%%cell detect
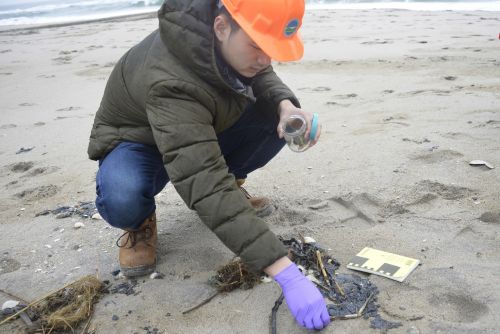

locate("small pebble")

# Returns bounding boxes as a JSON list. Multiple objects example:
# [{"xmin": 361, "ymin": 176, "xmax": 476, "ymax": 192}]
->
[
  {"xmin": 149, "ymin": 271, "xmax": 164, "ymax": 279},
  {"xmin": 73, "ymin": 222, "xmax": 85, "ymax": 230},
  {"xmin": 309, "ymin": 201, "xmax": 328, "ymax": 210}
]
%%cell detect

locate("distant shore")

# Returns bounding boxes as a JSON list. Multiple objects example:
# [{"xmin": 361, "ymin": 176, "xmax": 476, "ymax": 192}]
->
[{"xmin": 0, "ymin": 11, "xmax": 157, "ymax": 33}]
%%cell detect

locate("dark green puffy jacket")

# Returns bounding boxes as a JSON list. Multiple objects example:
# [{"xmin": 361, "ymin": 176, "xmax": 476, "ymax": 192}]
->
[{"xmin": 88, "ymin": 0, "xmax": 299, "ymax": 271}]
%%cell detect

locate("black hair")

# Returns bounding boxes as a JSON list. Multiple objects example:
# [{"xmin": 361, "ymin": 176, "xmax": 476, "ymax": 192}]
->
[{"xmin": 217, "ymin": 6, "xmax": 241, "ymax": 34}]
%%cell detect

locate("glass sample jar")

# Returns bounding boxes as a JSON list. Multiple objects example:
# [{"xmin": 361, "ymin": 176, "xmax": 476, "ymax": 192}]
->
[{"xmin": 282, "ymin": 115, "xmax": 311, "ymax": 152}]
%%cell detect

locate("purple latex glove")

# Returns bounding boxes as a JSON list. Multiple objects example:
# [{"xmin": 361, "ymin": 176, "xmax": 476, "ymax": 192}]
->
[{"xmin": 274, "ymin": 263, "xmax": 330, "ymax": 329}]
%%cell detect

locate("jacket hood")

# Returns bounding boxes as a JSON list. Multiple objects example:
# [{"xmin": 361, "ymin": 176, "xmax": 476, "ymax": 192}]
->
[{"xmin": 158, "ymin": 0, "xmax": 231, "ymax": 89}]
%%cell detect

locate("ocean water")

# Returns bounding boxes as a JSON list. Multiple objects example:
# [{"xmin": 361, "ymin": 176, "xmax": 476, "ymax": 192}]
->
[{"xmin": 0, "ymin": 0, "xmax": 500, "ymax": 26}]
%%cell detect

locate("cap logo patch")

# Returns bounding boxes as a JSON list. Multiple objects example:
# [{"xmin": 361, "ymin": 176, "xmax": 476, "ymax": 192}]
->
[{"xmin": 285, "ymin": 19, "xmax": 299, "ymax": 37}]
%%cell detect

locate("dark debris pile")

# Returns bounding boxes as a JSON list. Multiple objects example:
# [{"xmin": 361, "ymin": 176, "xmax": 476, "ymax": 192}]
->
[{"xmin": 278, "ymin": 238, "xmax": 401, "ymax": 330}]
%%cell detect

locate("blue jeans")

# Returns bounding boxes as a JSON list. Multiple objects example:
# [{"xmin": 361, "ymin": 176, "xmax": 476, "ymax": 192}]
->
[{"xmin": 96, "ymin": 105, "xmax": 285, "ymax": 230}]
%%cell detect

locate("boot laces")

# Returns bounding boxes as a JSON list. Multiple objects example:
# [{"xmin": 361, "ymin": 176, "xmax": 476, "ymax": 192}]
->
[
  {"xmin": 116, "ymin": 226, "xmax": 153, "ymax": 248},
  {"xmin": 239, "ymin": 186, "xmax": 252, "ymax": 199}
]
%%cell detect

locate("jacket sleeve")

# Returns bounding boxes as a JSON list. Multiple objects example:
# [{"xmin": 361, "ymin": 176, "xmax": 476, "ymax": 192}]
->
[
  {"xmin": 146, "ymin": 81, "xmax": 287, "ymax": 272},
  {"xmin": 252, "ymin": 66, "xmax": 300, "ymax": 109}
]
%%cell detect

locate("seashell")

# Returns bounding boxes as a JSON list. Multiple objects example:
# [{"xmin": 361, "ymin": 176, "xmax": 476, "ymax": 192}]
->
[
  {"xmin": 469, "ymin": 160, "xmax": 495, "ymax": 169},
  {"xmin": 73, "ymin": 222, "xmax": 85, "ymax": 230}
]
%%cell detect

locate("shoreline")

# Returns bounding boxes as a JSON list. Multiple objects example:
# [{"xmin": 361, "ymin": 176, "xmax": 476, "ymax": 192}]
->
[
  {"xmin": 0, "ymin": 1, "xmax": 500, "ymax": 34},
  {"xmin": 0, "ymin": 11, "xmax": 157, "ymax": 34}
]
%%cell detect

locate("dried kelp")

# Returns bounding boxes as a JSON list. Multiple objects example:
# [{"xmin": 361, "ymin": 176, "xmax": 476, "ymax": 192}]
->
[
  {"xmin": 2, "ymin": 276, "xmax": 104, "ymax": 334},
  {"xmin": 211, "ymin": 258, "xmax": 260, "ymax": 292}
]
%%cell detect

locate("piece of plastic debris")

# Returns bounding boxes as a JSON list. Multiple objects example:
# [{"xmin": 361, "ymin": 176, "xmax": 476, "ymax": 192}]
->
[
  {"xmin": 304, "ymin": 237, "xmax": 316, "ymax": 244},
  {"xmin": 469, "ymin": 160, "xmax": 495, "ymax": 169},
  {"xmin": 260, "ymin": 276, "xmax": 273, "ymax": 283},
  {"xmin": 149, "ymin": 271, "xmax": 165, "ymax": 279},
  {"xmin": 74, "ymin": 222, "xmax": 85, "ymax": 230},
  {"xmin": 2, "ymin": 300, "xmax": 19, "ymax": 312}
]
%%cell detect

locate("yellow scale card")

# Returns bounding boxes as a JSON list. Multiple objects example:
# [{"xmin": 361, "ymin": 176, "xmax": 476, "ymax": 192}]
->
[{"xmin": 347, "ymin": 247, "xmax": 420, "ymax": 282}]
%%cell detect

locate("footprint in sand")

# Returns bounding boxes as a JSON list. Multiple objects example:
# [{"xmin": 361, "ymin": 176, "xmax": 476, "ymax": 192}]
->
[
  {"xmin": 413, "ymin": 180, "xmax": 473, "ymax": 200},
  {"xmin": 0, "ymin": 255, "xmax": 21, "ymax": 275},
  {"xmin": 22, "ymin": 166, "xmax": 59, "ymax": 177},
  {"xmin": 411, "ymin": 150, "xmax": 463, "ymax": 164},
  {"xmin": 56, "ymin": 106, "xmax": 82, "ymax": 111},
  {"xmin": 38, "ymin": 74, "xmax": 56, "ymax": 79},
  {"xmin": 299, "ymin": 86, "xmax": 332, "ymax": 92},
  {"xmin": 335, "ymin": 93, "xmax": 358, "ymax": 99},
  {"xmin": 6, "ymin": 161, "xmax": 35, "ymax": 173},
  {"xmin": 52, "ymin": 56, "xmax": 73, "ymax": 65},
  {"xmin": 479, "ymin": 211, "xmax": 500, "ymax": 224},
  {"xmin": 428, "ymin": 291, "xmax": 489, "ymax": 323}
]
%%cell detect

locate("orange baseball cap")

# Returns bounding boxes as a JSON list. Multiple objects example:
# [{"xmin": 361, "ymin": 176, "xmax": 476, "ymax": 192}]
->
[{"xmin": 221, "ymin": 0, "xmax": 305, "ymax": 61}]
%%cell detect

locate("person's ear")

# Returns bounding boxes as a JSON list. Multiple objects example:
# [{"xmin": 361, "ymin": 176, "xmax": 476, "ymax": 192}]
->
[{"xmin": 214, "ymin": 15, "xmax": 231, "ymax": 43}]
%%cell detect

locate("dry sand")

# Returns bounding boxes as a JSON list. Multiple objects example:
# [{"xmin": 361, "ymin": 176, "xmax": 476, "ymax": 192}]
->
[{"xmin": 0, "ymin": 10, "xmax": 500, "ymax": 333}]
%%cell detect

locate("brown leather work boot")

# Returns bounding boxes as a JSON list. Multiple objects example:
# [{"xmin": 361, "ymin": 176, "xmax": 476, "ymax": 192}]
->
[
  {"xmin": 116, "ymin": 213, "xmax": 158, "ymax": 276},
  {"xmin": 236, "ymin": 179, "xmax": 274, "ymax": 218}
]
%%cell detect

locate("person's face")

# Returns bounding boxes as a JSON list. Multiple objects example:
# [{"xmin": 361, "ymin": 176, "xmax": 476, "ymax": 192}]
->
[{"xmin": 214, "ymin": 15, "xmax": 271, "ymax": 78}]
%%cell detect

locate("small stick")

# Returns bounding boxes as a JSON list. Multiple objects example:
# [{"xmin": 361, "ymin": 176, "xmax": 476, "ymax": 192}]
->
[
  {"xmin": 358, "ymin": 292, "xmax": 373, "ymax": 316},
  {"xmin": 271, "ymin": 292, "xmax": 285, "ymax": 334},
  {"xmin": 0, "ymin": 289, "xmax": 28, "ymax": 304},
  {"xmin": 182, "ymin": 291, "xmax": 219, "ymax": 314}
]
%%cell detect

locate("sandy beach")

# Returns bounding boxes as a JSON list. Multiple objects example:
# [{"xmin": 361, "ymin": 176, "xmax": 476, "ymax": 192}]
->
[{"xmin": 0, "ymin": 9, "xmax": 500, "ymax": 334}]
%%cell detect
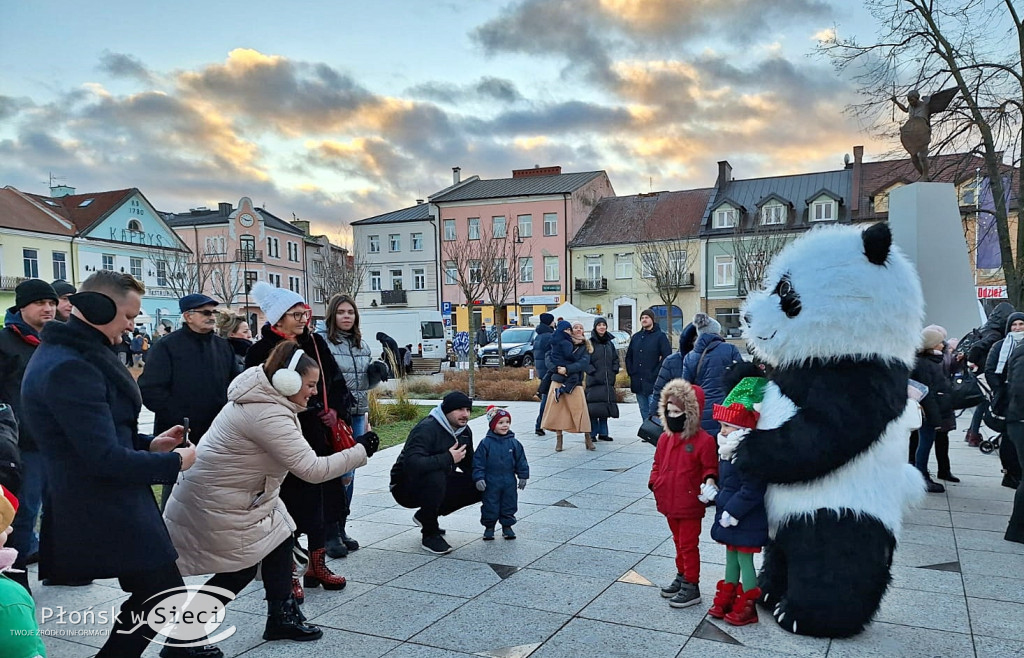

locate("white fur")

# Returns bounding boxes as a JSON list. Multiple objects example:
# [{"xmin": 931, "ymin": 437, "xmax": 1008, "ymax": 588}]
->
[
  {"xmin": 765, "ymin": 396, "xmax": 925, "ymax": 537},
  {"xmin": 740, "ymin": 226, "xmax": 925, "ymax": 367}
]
··········
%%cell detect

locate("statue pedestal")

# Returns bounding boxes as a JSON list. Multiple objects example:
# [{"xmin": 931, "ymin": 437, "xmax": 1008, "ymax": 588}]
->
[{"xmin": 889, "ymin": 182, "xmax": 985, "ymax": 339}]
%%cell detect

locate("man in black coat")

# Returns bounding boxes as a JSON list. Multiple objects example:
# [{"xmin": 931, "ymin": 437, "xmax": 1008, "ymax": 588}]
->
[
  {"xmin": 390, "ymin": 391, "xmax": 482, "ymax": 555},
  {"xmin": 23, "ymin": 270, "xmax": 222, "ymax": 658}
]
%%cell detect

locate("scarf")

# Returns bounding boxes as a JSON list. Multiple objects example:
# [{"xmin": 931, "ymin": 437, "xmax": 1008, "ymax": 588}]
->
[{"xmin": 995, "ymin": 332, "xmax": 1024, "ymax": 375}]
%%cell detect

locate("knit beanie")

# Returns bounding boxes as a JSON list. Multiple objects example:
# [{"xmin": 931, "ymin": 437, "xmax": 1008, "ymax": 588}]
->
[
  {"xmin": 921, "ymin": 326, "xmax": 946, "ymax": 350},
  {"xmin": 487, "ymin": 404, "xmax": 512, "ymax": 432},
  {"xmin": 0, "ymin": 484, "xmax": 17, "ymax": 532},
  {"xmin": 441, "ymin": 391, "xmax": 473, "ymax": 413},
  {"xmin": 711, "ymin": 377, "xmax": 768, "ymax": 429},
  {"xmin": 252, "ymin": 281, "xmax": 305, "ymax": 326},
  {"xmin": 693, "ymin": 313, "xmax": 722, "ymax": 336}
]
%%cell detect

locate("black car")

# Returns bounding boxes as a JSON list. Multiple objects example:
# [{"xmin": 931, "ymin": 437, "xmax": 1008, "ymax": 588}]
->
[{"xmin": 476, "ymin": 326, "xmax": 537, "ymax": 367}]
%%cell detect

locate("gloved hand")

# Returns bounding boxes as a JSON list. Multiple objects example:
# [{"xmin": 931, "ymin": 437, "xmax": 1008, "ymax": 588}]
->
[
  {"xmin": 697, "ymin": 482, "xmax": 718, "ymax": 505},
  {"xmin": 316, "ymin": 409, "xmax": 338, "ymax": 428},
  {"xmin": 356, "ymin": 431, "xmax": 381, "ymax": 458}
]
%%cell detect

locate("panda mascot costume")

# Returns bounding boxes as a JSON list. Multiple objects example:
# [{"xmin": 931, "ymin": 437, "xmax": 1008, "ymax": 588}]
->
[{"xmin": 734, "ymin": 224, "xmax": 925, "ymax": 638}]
··········
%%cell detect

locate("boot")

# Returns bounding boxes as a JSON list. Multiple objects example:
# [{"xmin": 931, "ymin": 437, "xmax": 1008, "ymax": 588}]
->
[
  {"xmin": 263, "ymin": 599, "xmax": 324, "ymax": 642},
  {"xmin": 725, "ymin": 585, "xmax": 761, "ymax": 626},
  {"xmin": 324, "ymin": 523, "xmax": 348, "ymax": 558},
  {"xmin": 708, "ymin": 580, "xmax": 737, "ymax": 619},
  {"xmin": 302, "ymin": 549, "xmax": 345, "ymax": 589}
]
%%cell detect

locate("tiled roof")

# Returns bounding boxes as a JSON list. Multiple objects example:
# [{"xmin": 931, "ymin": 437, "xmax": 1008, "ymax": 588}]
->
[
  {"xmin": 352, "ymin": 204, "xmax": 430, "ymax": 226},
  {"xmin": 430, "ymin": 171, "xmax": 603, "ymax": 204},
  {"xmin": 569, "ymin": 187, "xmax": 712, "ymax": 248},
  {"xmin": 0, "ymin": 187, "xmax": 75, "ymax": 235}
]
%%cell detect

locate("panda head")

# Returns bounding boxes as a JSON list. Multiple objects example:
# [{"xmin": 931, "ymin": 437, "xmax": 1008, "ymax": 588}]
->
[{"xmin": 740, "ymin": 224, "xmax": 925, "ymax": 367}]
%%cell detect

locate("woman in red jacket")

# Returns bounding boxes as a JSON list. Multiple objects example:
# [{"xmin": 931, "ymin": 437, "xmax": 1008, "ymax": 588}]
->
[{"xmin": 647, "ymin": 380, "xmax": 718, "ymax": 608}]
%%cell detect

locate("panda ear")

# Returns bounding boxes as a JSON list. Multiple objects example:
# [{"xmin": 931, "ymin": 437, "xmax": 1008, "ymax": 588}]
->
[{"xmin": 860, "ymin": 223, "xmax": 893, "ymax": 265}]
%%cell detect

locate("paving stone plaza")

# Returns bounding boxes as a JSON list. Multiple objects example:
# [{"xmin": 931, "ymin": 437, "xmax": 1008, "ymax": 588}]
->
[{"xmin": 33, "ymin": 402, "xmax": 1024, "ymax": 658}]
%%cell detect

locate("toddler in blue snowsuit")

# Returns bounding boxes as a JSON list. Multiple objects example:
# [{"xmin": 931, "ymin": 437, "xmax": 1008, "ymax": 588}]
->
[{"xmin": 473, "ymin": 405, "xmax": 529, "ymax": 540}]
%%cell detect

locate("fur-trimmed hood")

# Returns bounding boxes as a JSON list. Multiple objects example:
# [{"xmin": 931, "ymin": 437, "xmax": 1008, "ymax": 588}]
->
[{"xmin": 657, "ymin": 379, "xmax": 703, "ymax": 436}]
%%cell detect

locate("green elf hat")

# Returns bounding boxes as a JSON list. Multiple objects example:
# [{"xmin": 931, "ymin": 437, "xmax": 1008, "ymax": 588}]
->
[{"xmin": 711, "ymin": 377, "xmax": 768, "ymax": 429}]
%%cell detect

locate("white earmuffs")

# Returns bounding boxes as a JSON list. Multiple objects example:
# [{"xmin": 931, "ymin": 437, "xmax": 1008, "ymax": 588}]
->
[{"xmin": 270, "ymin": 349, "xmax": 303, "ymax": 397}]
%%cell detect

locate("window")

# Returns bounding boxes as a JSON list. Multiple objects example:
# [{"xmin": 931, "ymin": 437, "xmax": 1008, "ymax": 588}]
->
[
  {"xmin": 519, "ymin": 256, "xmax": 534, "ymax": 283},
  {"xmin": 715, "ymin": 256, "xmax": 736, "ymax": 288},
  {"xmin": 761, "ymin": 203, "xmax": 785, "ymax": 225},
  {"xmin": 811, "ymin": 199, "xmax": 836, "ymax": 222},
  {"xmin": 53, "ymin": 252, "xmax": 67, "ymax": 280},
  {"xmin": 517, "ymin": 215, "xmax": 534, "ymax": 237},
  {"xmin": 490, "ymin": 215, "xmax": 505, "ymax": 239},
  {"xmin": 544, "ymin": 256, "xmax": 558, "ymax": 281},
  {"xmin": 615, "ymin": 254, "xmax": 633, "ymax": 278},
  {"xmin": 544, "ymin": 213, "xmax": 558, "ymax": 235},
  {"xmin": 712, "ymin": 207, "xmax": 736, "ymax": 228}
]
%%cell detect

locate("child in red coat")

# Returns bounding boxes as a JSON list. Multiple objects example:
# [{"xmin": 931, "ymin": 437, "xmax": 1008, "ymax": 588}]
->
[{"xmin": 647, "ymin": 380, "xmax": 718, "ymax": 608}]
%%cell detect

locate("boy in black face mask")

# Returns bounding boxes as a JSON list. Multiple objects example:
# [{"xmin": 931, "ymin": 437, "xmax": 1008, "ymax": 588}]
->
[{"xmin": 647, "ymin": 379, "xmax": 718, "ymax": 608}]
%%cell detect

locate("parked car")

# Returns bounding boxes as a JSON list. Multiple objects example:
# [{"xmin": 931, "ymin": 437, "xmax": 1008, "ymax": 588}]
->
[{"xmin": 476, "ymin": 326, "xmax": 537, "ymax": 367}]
··········
**Aufgabe und Vorgaben:** Zeige jede Zeile der Auflistung, in der die Zeichenfolge „face“ vorkommt, wobei Groß- und Kleinschreibung zu beachten ist.

**Richtige Antwort:**
locate("person's face")
locate("boy in black face mask")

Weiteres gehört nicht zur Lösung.